### STUDY MATERIAL
---+---

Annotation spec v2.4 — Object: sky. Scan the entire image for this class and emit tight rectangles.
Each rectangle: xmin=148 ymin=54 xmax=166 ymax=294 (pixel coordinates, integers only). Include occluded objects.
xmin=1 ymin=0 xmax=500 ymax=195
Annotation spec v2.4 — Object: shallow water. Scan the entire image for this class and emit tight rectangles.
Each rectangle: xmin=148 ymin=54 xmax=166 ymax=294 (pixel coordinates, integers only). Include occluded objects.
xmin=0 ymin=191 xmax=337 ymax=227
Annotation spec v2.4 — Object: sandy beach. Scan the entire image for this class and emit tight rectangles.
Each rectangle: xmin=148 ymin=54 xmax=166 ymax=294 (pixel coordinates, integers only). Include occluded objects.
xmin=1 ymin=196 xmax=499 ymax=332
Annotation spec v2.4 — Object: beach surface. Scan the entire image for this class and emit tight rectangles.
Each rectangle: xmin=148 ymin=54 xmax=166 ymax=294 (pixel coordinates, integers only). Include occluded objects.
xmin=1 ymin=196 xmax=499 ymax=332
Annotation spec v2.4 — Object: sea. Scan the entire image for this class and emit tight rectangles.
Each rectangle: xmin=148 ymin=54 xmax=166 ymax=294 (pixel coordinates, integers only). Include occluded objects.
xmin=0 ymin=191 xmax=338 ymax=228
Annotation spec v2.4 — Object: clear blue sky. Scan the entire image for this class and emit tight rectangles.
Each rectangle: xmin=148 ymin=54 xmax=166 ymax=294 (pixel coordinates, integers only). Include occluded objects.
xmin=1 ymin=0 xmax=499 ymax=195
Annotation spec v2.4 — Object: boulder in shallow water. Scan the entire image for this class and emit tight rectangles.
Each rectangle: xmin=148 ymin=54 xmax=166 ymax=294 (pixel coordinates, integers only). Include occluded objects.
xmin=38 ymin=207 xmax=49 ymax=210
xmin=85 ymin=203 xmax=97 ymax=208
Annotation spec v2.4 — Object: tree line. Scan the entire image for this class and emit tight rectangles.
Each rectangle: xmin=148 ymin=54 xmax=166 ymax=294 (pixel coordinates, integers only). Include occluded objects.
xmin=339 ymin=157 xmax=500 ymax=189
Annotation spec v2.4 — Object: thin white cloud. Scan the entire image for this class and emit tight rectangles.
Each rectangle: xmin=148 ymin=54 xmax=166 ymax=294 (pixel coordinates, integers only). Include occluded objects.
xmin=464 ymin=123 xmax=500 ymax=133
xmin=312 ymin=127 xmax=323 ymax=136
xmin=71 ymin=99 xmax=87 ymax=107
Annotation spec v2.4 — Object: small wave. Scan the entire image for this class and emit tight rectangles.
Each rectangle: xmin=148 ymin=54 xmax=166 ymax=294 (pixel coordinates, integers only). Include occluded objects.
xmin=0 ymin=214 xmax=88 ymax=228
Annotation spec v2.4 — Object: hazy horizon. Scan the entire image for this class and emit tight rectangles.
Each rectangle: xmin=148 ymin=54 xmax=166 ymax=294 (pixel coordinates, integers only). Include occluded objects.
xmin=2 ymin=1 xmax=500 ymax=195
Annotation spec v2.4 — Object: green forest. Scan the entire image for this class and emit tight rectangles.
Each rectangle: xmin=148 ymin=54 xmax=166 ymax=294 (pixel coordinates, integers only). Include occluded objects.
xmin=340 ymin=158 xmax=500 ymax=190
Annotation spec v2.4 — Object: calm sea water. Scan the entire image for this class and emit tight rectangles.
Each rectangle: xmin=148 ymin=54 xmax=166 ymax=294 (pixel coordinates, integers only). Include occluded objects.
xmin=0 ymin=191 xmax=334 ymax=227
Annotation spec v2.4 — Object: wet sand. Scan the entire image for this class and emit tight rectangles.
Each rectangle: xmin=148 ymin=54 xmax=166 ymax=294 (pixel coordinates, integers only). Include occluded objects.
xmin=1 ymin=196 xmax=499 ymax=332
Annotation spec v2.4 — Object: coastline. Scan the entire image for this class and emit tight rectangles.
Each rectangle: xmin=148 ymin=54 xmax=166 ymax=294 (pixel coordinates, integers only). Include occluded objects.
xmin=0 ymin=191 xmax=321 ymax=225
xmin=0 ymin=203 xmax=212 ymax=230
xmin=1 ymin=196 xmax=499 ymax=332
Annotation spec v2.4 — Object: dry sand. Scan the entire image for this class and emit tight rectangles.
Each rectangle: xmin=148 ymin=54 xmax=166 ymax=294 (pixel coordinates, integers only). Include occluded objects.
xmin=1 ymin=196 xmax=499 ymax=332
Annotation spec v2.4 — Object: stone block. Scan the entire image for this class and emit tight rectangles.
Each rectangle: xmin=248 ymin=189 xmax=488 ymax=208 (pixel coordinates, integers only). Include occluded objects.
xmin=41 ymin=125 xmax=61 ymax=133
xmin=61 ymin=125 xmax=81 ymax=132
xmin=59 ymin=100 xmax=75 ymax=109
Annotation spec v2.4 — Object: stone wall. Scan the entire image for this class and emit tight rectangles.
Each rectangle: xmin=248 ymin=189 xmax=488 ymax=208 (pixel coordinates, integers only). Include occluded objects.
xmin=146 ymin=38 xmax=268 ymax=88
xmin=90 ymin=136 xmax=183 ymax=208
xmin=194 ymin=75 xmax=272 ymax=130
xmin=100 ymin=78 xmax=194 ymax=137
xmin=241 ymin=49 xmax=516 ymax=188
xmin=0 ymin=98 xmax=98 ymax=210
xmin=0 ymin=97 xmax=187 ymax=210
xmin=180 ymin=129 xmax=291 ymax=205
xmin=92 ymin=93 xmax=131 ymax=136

---+---

### YOUR INSTRUCTIONS
Reproduce every line of the material above that has the string "shallow".

### THE COMPLETED TASK
Annotation spec v2.4 — Object: shallow water. Scan the entire image for this class and emit tight rectangles.
Annotation spec v2.4 — Object: boulder in shallow water. Scan the entire image for this class and emit tight rectangles.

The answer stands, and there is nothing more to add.